• [Required task]:
Continue the email reply about the io_uring SQE group patch, picking up after its last line.

• [Page]:
From: Ming Lei <[email protected]>
To: Pavel Begunkov <[email protected]>
Cc: Jens Axboe <[email protected]>,
[email protected], [email protected],
Kevin Wolf <[email protected]>,
[email protected]
Subject: Re: [PATCH V3 5/9] io_uring: support SQE group
Date: Mon, 17 Jun 2024 11:54:34 +0800 [thread overview]
Message-ID: <Zm+zemW1Bi5ZF9DE@fedora> (raw)
In-Reply-To: <[email protected]>
On Sun, Jun 16, 2024 at 08:13:26PM +0100, Pavel Begunkov wrote:
> On 6/13/24 02:45, Ming Lei wrote:
> > On Mon, Jun 10, 2024 at 03:53:51AM +0100, Pavel Begunkov wrote:
> > > On 5/11/24 01:12, Ming Lei wrote:
> > > > SQE group is defined as one chain of SQEs starting with the first SQE that
> > > > has IOSQE_SQE_GROUP set, and ending with the first subsequent SQE that
> > > > doesn't have it set, and it is similar with chain of linked SQEs.
> > >
> > > The main concern stays same, it adds overhead nearly to every
> > > single hot function I can think of, as well as lots of
> > > complexity.
> >
> > Almost every sqe group change is covered by REQ_F_SQE_GROUP, so I am
> > not clear what the added overhead is.
>
> Yes, and there is a dozen of such in the hot path.
req->flags is supposed to be L1-cached in all these hot paths, and the
check is basically zero cost, so SQE_GROUP shouldn't add extra cost for
existed io_uring core code path.
>
> > > Another minor issue is REQ_F_INFLIGHT, as explained before,
> > > cancellation has to be able to find all REQ_F_INFLIGHT
> > > requests. Requests you add to a group can have that flag
> > > but are not discoverable by core io_uring code.
> >
> > OK, we can deal with it by setting leader as REQ_F_INFLIGHT if the
> > flag is set for any member, since all members are guaranteed to
> > be drained when leader is completed. Will do it in V4.
>
> Or fail if see one, that's also fine. REQ_F_INFLIGHT is
> only set for POLL requests polling another io_uring.
It is set for read-write/tee/splice op with normal file too, so looks
not safe to fail.
>
> > > Another note, I'll be looking deeper into this patch, there
> > > is too much of random tossing around of requests / refcounting
> > > and other dependencies, as well as odd intertwinings with
> > > other parts.
> >
> > The only thing wrt. request refcount is for io-wq, since request
> > reference is grabbed when the req is handled in io-wq context, and
> > group leader need to be completed after all members are done. That
> > is all special change wrt. request refcounting.
>
> I rather mean refcounting the group leader, even if it's not
> atomic.
If you mean reusing req->refs for refcounting the group leader, it may
not work, cause member can complete from io-wq, but leader may not.
Meantime using dedicated ->grp_refs actually simplifies things a lot.

• [Record list]:
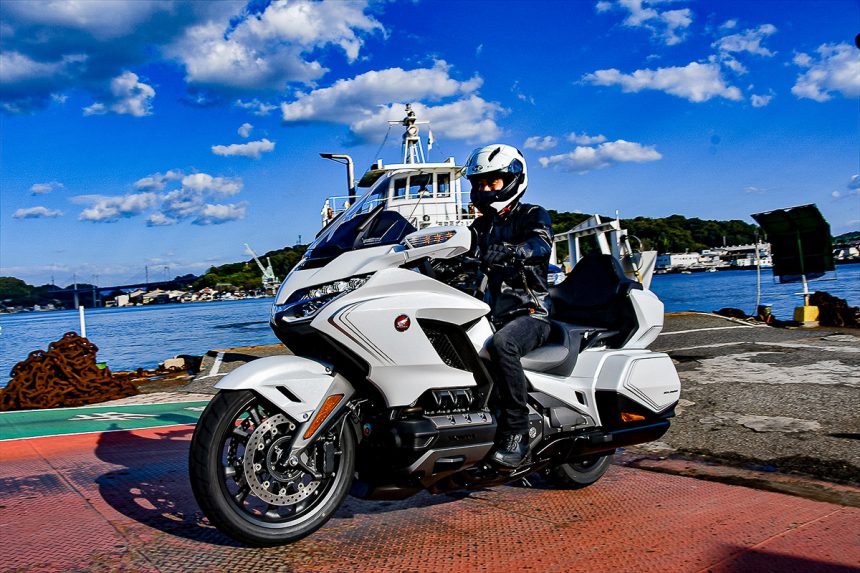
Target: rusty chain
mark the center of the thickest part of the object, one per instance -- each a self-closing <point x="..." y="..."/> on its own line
<point x="65" y="375"/>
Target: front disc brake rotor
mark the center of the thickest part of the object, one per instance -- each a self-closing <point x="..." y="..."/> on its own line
<point x="267" y="471"/>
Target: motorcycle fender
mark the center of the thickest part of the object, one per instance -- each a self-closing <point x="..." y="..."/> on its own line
<point x="297" y="386"/>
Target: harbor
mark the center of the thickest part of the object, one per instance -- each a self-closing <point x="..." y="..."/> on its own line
<point x="763" y="446"/>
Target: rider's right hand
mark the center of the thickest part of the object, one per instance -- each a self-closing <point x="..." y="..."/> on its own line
<point x="498" y="255"/>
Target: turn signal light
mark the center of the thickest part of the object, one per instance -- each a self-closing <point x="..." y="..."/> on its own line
<point x="328" y="406"/>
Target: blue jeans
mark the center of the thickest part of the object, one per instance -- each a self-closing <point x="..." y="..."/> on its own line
<point x="513" y="340"/>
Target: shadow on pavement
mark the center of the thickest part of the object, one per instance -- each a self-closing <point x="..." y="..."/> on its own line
<point x="749" y="560"/>
<point x="152" y="488"/>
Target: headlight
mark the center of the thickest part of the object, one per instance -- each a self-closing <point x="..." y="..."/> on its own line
<point x="306" y="303"/>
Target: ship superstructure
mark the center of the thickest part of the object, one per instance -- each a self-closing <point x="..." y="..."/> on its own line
<point x="427" y="194"/>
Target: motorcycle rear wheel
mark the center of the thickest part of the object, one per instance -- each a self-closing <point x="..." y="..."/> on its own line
<point x="258" y="498"/>
<point x="579" y="474"/>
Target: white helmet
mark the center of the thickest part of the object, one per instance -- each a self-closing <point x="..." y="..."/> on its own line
<point x="492" y="162"/>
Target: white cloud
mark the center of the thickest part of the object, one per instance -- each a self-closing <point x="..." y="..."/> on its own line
<point x="157" y="181"/>
<point x="583" y="159"/>
<point x="730" y="62"/>
<point x="251" y="149"/>
<point x="584" y="138"/>
<point x="668" y="26"/>
<point x="128" y="96"/>
<point x="541" y="143"/>
<point x="43" y="188"/>
<point x="267" y="50"/>
<point x="160" y="220"/>
<point x="760" y="100"/>
<point x="219" y="214"/>
<point x="218" y="186"/>
<point x="102" y="20"/>
<point x="695" y="82"/>
<point x="109" y="209"/>
<point x="747" y="41"/>
<point x="837" y="70"/>
<point x="36" y="213"/>
<point x="51" y="47"/>
<point x="256" y="106"/>
<point x="365" y="103"/>
<point x="193" y="200"/>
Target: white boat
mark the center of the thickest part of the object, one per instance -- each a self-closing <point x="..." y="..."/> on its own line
<point x="426" y="194"/>
<point x="429" y="194"/>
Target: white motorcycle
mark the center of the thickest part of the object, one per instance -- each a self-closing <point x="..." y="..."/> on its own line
<point x="389" y="392"/>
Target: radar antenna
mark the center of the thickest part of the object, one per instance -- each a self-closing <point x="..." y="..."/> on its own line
<point x="270" y="281"/>
<point x="412" y="150"/>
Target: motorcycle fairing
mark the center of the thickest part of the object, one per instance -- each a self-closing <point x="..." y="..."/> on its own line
<point x="403" y="365"/>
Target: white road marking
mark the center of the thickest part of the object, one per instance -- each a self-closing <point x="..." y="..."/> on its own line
<point x="704" y="329"/>
<point x="112" y="416"/>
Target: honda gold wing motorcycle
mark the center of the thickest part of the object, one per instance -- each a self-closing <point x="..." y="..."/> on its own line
<point x="388" y="391"/>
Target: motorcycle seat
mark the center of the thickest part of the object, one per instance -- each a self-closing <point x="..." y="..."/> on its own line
<point x="558" y="355"/>
<point x="596" y="294"/>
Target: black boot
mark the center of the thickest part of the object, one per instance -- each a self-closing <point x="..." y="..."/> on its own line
<point x="510" y="450"/>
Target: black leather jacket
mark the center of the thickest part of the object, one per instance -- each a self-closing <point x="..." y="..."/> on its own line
<point x="521" y="288"/>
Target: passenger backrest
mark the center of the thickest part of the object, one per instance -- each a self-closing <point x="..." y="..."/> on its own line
<point x="595" y="294"/>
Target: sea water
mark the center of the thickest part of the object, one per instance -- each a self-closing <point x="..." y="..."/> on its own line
<point x="134" y="337"/>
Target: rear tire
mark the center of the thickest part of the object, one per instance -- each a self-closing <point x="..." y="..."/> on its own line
<point x="579" y="474"/>
<point x="230" y="489"/>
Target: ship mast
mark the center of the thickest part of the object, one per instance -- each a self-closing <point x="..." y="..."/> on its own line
<point x="412" y="150"/>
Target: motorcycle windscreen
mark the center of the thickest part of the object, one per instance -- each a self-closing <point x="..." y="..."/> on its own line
<point x="365" y="224"/>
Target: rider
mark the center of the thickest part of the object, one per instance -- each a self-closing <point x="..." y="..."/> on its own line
<point x="513" y="241"/>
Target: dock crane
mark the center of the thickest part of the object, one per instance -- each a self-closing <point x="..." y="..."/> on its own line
<point x="270" y="281"/>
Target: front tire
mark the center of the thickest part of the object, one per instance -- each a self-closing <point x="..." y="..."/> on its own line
<point x="242" y="481"/>
<point x="579" y="474"/>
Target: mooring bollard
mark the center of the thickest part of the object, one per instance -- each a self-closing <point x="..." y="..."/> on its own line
<point x="83" y="322"/>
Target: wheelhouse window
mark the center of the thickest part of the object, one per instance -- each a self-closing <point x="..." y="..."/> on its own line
<point x="443" y="182"/>
<point x="421" y="186"/>
<point x="399" y="188"/>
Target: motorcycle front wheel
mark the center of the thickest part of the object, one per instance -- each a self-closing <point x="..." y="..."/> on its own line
<point x="245" y="482"/>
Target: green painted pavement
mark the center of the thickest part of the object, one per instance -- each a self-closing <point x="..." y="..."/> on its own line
<point x="63" y="421"/>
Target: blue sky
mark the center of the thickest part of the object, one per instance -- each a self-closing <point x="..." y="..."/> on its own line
<point x="168" y="134"/>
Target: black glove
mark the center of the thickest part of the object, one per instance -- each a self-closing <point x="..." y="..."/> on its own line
<point x="498" y="255"/>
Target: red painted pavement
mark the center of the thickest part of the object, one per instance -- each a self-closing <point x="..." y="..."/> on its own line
<point x="120" y="501"/>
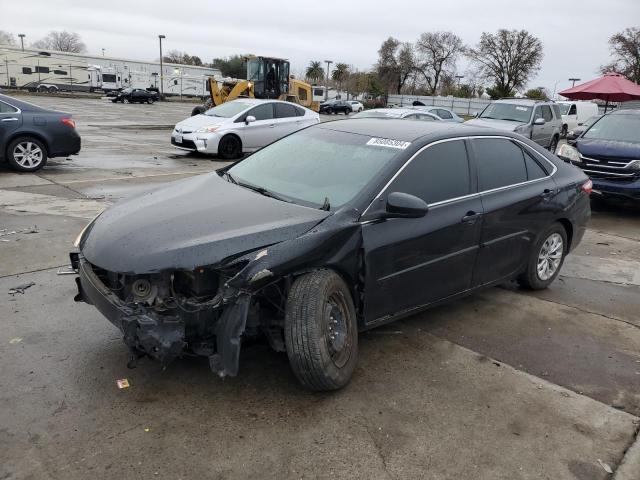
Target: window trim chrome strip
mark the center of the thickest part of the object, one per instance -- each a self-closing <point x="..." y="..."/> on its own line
<point x="471" y="195"/>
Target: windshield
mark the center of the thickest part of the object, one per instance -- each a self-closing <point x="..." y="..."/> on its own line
<point x="228" y="109"/>
<point x="620" y="128"/>
<point x="564" y="108"/>
<point x="507" y="111"/>
<point x="313" y="165"/>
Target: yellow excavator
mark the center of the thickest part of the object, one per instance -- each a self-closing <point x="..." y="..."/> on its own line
<point x="267" y="78"/>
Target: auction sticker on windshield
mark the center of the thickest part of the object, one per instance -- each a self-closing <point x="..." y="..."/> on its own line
<point x="387" y="142"/>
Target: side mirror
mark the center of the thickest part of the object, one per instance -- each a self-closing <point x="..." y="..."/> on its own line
<point x="404" y="205"/>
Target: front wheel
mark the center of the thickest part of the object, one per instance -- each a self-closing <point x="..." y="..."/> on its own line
<point x="321" y="331"/>
<point x="26" y="154"/>
<point x="546" y="258"/>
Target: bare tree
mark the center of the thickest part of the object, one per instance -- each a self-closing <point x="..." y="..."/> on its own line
<point x="509" y="58"/>
<point x="625" y="50"/>
<point x="7" y="38"/>
<point x="62" y="42"/>
<point x="437" y="54"/>
<point x="396" y="63"/>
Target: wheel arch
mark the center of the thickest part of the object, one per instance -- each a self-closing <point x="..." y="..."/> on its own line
<point x="568" y="228"/>
<point x="20" y="134"/>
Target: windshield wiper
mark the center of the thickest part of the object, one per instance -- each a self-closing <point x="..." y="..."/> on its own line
<point x="230" y="177"/>
<point x="261" y="191"/>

• [In response]:
>
> > > > diff --git a/include/linux/io_uring_types.h b/include/linux/io_uring_types.h
> > > > index 7a6b190c7da7..62311b0f0e0b 100644
> > > > diff --git a/io_uring/io_uring.c b/io_uring/io_uring.c
> > > > index c184c9a312df..b87c5452de43 100644
> > > > --- a/io_uring/io_uring.c
> > > > +++ b/io_uring/io_uring.c
> ...
> > > > }
> > > > }
> > > > +static inline bool need_queue_group_members(struct io_kiocb *req)
> > > > +{
> > > > + return req_is_group_leader(req) && req->grp_link;
> > > > +}
> > > > +
> > > > +/* Can only be called after this request is issued */
> > > > +static inline struct io_kiocb *get_group_leader(struct io_kiocb *req)
> > > > +{
> > > > + if (req->flags & REQ_F_SQE_GROUP) {
> > > > + if (req_is_group_leader(req))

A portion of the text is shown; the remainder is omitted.